**WHAT THE TASK REQUIRES**
Starting at the line that contains "Exercise. Tag every instance of the moored", render every line through the end of the records as a numbered list, leaving out any blank lines.
-- BEGIN DATA SUPPLIED --
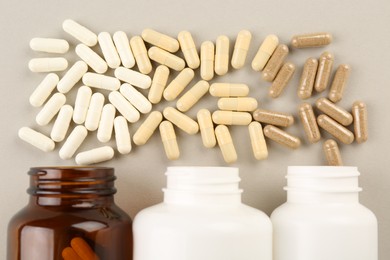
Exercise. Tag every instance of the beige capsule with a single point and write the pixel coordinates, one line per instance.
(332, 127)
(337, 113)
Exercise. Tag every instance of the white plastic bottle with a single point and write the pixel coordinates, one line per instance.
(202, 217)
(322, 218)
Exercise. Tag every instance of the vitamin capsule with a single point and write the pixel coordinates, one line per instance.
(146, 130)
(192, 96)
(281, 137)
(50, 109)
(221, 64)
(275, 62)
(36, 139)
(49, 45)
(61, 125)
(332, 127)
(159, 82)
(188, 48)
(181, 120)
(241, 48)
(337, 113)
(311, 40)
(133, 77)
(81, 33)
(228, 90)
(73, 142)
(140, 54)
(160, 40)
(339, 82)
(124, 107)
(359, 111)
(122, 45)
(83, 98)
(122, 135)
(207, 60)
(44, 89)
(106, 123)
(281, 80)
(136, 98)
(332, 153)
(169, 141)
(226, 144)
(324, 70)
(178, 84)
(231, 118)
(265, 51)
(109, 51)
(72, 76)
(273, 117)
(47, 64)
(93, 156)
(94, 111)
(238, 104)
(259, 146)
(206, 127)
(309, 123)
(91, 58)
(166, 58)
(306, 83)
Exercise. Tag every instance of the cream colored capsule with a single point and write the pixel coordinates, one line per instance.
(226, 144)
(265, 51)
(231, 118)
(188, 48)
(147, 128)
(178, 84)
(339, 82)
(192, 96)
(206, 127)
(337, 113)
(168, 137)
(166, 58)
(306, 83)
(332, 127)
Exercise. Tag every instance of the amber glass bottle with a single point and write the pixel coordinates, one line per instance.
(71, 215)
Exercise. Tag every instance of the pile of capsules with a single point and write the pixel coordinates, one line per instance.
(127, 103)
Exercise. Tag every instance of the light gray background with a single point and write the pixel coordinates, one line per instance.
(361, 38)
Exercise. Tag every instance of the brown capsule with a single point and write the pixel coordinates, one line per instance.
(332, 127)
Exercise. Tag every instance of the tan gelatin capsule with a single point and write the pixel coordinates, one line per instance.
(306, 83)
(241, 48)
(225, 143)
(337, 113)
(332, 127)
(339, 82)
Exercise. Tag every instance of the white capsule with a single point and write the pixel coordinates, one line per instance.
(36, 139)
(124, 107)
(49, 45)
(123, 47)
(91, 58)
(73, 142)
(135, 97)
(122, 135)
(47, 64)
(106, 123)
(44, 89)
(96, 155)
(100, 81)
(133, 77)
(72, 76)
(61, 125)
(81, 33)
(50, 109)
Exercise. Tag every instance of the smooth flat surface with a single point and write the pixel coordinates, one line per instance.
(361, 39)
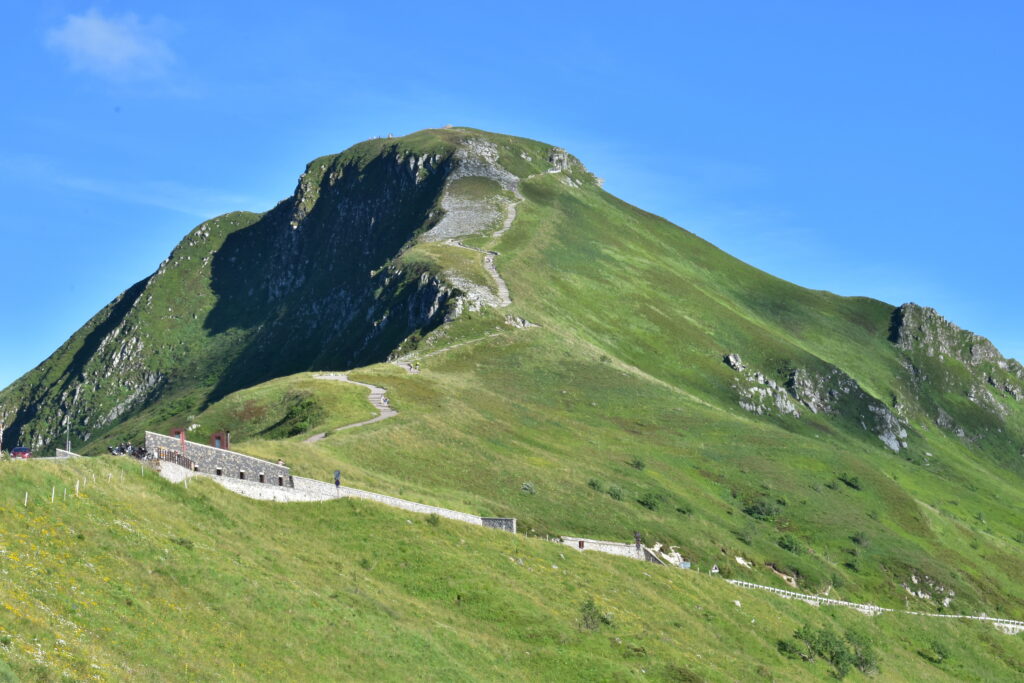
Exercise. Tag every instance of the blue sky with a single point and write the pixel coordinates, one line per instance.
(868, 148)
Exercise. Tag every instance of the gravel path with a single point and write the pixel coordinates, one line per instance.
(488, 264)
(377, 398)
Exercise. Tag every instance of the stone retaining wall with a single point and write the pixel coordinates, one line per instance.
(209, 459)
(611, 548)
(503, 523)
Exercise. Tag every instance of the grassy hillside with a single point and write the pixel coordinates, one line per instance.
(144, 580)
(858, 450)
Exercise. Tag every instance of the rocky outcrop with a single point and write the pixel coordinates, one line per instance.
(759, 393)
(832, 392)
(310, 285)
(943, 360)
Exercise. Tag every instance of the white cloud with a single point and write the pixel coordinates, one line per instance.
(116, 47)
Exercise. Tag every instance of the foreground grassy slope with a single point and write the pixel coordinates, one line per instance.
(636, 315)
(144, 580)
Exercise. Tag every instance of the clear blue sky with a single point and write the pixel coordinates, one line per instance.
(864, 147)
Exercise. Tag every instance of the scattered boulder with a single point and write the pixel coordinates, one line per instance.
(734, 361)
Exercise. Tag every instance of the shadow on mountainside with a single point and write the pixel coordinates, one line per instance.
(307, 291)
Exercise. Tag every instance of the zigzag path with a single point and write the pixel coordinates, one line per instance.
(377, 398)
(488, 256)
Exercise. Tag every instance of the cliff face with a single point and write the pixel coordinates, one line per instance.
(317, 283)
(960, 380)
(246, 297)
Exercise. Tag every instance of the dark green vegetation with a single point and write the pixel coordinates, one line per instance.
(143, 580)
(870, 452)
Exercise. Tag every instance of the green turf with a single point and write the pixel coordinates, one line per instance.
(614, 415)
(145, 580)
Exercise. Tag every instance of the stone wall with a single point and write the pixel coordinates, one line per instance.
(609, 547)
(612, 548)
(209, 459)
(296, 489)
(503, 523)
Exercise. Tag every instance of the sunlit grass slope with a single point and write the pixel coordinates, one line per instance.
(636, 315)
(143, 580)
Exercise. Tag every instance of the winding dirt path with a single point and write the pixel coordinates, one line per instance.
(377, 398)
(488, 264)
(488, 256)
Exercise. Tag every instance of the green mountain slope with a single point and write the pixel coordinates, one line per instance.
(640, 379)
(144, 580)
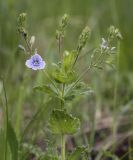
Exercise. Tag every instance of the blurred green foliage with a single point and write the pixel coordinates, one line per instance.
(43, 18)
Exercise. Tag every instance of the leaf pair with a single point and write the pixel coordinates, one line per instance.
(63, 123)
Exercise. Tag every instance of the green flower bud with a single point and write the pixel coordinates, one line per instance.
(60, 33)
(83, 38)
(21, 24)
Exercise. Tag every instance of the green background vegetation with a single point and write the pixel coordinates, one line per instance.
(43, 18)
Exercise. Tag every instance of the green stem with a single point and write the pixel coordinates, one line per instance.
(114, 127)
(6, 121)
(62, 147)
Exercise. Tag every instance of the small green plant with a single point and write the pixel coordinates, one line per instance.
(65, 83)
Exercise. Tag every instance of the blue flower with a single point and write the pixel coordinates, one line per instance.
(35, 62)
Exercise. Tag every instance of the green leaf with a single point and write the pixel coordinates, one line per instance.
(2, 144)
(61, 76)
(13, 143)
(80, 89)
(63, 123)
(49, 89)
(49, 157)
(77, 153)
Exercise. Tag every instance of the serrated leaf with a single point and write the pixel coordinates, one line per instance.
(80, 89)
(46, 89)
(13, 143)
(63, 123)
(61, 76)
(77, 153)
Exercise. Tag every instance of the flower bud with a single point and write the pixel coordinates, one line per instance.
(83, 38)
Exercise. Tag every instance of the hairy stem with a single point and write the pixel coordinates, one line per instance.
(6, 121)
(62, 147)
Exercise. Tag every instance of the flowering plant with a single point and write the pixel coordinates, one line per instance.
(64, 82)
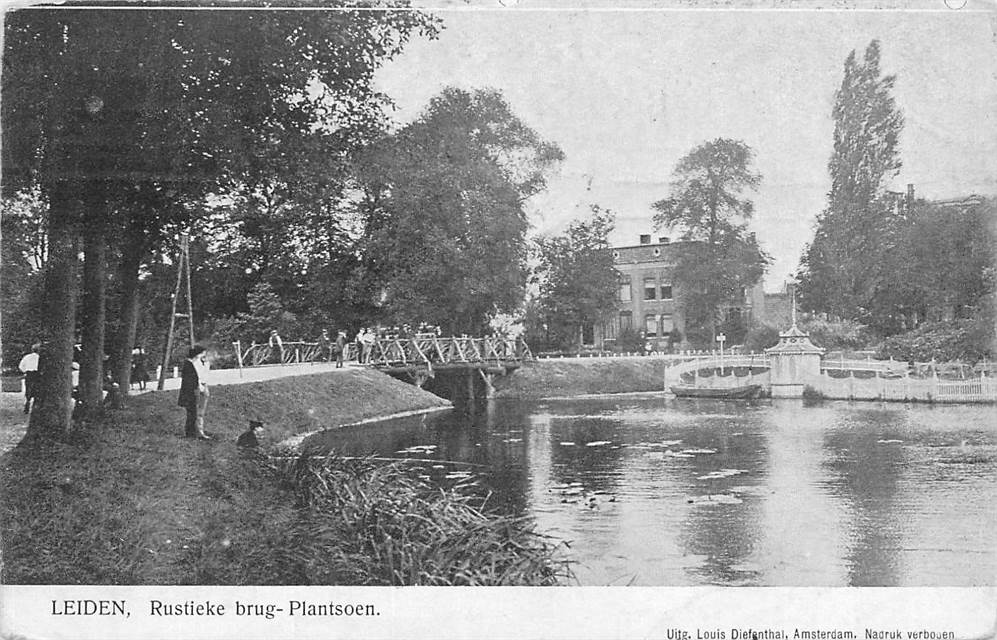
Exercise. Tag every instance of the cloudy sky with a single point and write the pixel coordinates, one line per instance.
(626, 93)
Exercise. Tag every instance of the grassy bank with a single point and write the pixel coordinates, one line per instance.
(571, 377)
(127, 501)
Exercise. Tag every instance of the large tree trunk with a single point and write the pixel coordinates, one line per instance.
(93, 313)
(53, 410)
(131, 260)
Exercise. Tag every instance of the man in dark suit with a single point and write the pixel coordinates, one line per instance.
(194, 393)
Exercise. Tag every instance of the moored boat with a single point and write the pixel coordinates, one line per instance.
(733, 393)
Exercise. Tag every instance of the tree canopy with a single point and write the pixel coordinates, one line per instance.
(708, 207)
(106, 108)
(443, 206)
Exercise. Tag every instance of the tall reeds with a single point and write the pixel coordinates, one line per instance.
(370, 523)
-- END DATA SUPPLIED --
**RESPONSE**
1. Exercise. Tag every instance of the moored boat with a single point and write the pixel coordinates, one line per instance.
2. (733, 393)
3. Exercise. Tag every instance of the tree canopy with a single point and write the pixel coordinates, one line per instance.
4. (708, 207)
5. (106, 108)
6. (443, 206)
7. Exercise. Tag every instance of the tall reeds with a single point and write the pixel coordinates, one line per instance.
8. (370, 523)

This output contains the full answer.